### Exercise goal
The full listing should be reproduced exactly as it appears.

### The records
----

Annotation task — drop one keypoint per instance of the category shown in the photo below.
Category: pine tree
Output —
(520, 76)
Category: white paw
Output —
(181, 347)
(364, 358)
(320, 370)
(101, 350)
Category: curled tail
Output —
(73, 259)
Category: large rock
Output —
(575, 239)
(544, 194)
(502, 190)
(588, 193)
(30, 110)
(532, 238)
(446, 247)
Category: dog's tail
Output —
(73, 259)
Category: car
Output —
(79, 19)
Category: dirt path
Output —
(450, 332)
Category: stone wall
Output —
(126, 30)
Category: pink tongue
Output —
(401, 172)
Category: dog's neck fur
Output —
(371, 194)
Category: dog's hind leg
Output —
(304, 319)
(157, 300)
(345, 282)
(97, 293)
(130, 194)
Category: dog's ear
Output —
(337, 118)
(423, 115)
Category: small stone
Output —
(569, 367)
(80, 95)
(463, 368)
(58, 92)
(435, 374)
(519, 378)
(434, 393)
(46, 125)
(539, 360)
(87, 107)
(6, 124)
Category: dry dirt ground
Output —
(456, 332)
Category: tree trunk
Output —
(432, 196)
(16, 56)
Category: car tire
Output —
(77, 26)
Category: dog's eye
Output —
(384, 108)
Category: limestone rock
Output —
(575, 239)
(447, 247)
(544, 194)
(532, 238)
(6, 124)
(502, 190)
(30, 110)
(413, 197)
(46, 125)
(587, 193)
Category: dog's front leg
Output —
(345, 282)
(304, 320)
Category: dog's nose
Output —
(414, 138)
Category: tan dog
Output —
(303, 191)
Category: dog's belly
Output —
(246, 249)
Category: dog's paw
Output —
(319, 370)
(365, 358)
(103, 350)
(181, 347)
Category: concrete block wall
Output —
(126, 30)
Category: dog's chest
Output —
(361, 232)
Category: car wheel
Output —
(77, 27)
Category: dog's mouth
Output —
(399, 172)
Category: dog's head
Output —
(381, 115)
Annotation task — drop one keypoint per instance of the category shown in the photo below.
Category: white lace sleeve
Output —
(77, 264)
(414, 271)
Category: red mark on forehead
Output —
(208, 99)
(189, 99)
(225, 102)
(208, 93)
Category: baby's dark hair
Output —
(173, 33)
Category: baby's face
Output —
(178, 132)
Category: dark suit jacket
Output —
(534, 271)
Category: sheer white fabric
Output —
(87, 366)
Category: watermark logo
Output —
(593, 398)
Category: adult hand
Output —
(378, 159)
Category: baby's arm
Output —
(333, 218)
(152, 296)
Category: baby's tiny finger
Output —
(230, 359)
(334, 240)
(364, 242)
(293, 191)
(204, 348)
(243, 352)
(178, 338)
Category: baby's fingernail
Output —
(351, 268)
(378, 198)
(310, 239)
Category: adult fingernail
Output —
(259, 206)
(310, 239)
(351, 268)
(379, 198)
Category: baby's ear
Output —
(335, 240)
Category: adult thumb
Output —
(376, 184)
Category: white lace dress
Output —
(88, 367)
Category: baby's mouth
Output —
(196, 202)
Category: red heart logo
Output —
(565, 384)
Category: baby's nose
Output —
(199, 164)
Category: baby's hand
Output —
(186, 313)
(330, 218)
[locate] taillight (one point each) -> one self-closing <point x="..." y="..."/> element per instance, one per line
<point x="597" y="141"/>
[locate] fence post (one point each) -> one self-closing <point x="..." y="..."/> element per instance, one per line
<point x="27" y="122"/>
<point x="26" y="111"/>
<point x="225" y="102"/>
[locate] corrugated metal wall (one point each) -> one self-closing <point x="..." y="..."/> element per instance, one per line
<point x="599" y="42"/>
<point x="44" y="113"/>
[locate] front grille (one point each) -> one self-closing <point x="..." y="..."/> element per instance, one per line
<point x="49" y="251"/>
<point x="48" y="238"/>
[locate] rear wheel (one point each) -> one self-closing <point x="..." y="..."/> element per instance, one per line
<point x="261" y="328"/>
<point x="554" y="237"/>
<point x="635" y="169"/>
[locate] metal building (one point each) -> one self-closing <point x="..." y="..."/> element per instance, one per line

----

### Answer to the exercise
Annotation task — drop one keypoint per instance of the category shown in the photo below.
Category: pine tree
Output —
(520, 76)
Category: white paw
Output —
(181, 347)
(364, 358)
(320, 370)
(101, 350)
Category: curled tail
Output —
(73, 259)
Category: large rock
Output —
(575, 239)
(544, 194)
(502, 190)
(588, 193)
(30, 110)
(532, 238)
(446, 247)
Category: dog's tail
Output —
(73, 259)
Category: car
Output —
(79, 19)
Category: dirt path
Output —
(450, 332)
Category: stone wall
Output —
(126, 30)
Category: pink tongue
Output —
(401, 172)
Category: dog's neck fur
Output —
(371, 194)
Category: dog's hind leg
Output —
(304, 319)
(157, 300)
(345, 282)
(97, 293)
(130, 194)
Category: dog's ear
Output —
(337, 118)
(423, 115)
Category: small stone
Output —
(569, 367)
(80, 95)
(463, 368)
(58, 92)
(435, 374)
(519, 378)
(434, 393)
(46, 125)
(539, 360)
(87, 107)
(6, 124)
Category: dry dirt ground
Output —
(456, 332)
Category: tree trunk
Output —
(432, 196)
(16, 56)
Category: car tire
Output —
(77, 26)
Category: dog's eye
Output —
(384, 108)
Category: limestone rock
Output —
(575, 239)
(447, 247)
(544, 194)
(532, 238)
(6, 124)
(502, 190)
(30, 110)
(413, 197)
(46, 125)
(587, 193)
Category: dog's front leg
Output —
(345, 282)
(304, 320)
Category: dog's nose
Output —
(414, 138)
Category: tan dog
Output —
(303, 191)
Category: dog's belly
Output —
(246, 249)
Category: dog's paw
Output —
(319, 370)
(365, 358)
(103, 350)
(181, 347)
Category: concrete block wall
Output —
(126, 30)
Category: dog's chest
Output —
(361, 232)
Category: car wheel
Output —
(77, 27)
Category: dog's mouth
Output —
(399, 172)
Category: dog's head
Output —
(381, 115)
Annotation task — drop one keypoint per instance of the category shown in the photo below.
Category: white lace sleeve
Output —
(77, 264)
(414, 271)
Category: red mark on forehead
Output —
(208, 99)
(189, 99)
(225, 102)
(208, 93)
Category: baby's dark hair
Output —
(173, 33)
Category: baby's face
Output —
(178, 132)
Category: dark suit jacket
Output —
(534, 271)
Category: sheer white fabric
Output —
(87, 366)
Category: watermark logo
Output —
(593, 398)
Category: adult hand
Output —
(378, 159)
Category: baby's arm
Output —
(333, 218)
(152, 296)
Category: baby's tiny finger
Output —
(230, 359)
(334, 240)
(364, 242)
(293, 191)
(204, 348)
(243, 352)
(178, 338)
Category: baby's fingernail
Output —
(351, 268)
(378, 198)
(310, 239)
Category: adult fingernail
Output —
(259, 206)
(310, 239)
(351, 268)
(379, 198)
Category: baby's ear
Output —
(335, 240)
Category: adult thumb
Output —
(376, 184)
Category: white lace dress
Output —
(88, 367)
Category: baby's mouth
Output —
(196, 202)
Category: red heart logo
Output —
(565, 384)
Category: baby's nose
Output —
(199, 164)
Category: baby's hand
Output —
(186, 313)
(330, 218)
[locate] taillight (one point each) -> one self-closing <point x="..." y="..."/> element per instance, one per line
<point x="597" y="141"/>
[locate] fence post (one point each) -> one self-closing <point x="..." y="..."/> element per instance, one per line
<point x="27" y="122"/>
<point x="26" y="111"/>
<point x="225" y="102"/>
[locate] corrugated metal wall (one point each) -> one self-closing <point x="..." y="..."/> element per instance, one per line
<point x="599" y="42"/>
<point x="44" y="113"/>
[locate] front grille (one point each) -> one self-closing <point x="..." y="..."/> element per instance, one per line
<point x="49" y="251"/>
<point x="48" y="238"/>
[locate] rear wheel (one point each) -> one self-closing <point x="..." y="..."/> element per instance, one per line
<point x="261" y="328"/>
<point x="554" y="237"/>
<point x="635" y="169"/>
[locate] metal building (one point each) -> one self-closing <point x="..." y="..."/> element per instance, one per line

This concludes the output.